▸ HOW TO COMPLETE THIS TASK: In the listing that follows, the lines starting at the one containing "One point for each instance of the distant" and ending at the one containing "One point for each instance of the tall" are to be returned exactly, both boundary lines included, and no others.

(THE RECORDS Opens)

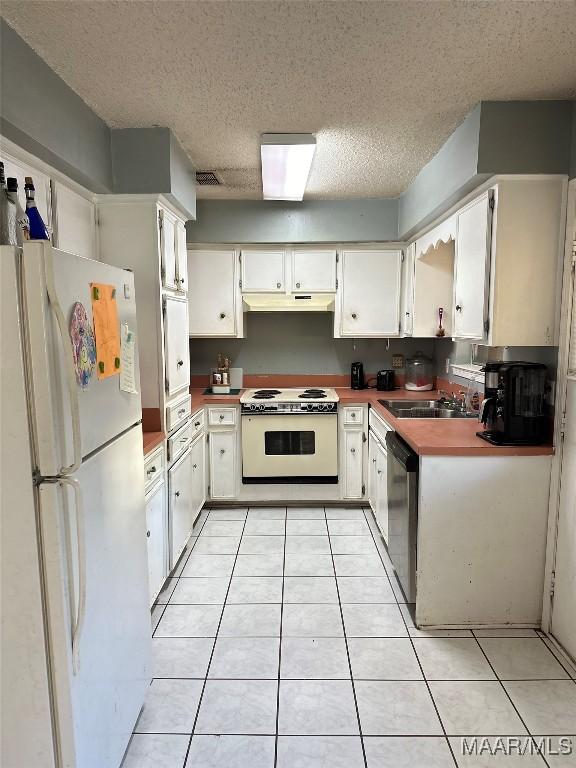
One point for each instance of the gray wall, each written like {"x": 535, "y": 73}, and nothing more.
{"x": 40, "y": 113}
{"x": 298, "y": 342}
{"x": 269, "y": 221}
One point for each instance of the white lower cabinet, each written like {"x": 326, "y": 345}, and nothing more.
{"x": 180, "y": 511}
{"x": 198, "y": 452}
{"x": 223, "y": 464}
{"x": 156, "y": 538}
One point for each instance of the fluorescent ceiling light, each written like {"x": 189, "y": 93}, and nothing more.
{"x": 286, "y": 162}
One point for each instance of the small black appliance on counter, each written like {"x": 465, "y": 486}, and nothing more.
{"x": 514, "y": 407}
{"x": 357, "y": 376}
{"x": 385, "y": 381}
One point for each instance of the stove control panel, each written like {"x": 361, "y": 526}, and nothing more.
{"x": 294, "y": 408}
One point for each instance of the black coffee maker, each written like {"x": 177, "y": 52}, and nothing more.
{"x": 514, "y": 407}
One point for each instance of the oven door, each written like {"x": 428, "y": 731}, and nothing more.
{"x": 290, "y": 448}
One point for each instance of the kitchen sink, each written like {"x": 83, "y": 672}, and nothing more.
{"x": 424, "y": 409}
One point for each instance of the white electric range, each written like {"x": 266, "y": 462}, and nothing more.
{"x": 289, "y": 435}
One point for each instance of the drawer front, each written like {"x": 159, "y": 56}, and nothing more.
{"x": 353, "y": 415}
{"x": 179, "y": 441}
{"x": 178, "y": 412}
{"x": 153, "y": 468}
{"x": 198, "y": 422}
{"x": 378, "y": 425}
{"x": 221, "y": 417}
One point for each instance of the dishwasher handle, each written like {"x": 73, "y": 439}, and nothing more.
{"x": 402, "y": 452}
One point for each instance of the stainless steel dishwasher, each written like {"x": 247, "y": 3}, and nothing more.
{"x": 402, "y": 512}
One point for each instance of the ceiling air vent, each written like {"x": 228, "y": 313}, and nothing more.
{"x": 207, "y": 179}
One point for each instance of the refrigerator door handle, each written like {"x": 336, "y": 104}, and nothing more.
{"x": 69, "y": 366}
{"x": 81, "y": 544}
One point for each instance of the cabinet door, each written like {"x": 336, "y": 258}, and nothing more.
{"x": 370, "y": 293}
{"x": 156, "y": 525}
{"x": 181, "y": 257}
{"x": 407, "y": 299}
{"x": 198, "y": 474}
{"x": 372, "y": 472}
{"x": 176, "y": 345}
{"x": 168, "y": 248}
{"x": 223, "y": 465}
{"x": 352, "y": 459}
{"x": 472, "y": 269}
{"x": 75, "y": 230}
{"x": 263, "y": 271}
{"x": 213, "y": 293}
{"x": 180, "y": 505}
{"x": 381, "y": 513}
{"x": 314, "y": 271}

(THE RECORDS Closes)
(THE RECORDS Opens)

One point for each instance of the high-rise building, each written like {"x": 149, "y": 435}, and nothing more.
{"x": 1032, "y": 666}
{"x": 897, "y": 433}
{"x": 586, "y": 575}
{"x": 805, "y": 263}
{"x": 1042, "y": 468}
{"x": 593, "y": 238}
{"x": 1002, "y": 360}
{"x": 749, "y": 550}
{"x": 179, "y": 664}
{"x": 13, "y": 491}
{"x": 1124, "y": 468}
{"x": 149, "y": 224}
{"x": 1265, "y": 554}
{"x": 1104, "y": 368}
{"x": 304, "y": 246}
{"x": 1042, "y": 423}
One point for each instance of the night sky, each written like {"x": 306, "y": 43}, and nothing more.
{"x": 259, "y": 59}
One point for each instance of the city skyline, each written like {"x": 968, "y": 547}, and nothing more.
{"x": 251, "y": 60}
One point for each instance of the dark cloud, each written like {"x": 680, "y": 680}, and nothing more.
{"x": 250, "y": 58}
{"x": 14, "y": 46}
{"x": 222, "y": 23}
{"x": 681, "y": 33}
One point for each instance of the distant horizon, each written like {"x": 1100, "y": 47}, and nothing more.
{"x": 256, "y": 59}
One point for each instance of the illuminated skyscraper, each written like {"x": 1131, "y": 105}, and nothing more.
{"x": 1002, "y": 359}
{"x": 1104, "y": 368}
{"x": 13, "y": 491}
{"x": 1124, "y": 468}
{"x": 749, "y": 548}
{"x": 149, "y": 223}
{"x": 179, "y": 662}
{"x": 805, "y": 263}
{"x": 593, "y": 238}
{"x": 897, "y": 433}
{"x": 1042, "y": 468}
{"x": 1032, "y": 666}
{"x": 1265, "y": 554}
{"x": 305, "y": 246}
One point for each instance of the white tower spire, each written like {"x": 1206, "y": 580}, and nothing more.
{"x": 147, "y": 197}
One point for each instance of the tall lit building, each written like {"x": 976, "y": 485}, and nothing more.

(THE RECORDS Closes)
(THE RECORDS Opens)

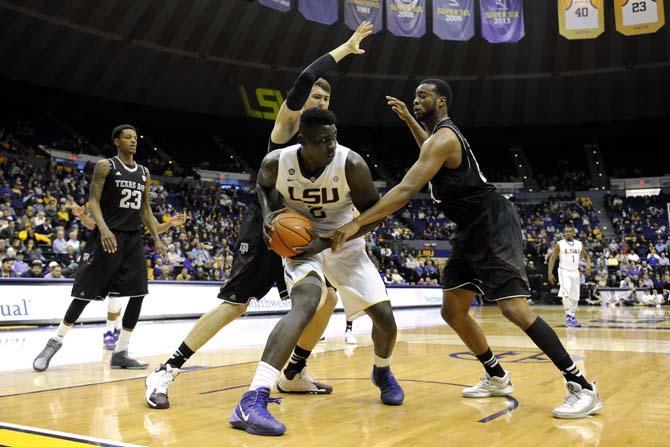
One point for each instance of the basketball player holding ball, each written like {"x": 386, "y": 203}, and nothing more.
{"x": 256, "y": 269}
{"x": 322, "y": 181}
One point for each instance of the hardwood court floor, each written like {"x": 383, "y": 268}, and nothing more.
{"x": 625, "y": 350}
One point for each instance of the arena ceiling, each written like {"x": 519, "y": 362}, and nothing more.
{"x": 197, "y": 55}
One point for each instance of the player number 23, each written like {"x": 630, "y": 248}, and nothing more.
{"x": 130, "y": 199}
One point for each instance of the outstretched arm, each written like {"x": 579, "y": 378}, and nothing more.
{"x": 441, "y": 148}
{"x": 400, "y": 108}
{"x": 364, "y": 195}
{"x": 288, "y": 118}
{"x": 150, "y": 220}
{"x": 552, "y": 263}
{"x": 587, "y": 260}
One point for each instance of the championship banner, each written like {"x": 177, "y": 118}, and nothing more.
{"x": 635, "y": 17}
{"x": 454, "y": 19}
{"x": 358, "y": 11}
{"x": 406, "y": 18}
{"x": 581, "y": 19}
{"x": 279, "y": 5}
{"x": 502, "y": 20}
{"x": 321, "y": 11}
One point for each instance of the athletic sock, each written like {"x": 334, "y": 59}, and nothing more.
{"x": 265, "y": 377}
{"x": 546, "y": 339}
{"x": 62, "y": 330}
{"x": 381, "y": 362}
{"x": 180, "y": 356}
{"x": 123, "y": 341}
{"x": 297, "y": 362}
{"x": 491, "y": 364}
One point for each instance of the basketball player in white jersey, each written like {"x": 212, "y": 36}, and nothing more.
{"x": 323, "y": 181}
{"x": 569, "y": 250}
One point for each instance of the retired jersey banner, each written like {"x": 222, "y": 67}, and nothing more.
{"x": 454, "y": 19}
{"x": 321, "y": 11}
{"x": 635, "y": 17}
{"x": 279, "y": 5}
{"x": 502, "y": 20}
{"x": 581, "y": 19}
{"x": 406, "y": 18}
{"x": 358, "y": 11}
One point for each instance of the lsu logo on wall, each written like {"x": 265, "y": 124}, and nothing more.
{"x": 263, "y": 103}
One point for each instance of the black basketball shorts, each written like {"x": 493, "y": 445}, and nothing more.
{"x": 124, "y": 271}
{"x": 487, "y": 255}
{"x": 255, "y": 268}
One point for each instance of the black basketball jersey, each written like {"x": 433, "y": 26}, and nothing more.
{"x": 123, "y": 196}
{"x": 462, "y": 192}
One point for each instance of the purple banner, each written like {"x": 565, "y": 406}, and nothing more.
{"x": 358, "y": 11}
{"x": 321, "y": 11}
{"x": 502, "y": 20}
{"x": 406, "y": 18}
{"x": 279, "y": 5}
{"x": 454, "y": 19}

(THE RECORDS Closes)

▸ ANSWER SECTION:
One point for each instance of the distant horizon, each written like {"x": 1100, "y": 47}, and nothing more.
{"x": 256, "y": 59}
One point for each instance of the illuminated skyscraper, each written like {"x": 1131, "y": 105}, and nothing more.
{"x": 1002, "y": 359}
{"x": 1104, "y": 368}
{"x": 13, "y": 491}
{"x": 1124, "y": 468}
{"x": 749, "y": 548}
{"x": 149, "y": 223}
{"x": 179, "y": 662}
{"x": 805, "y": 263}
{"x": 593, "y": 238}
{"x": 897, "y": 433}
{"x": 1042, "y": 468}
{"x": 1032, "y": 666}
{"x": 1265, "y": 554}
{"x": 305, "y": 246}
One point for each instance of the white tower spire, each written like {"x": 1206, "y": 580}, and nothing more.
{"x": 147, "y": 197}
One point for each instance of the tall lit building, each written like {"x": 976, "y": 485}, and nothing more.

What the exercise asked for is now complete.